(Dataset records)
#####
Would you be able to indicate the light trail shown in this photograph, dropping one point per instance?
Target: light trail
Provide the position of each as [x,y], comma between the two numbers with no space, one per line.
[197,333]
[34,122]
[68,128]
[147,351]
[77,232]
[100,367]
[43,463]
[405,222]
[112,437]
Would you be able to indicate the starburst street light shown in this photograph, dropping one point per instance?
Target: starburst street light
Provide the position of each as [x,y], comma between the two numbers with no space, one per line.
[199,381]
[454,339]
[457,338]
#####
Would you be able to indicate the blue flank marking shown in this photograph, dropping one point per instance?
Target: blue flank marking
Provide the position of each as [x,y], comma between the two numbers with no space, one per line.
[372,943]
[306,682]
#####
Short task
Gather each line in the records above that contains the word "point", and copy those lines in full. Matches must have the same letter case.

Solution to this problem
Would you be able to indicate the light trail shown in this photograph, dropping one point per instance?
Would you be able to indicate the starburst street light shown in this photograph, dropping one point per instance?
Would you be able to indicate the blue flank marking shown in this photograph, dropping one point per instance?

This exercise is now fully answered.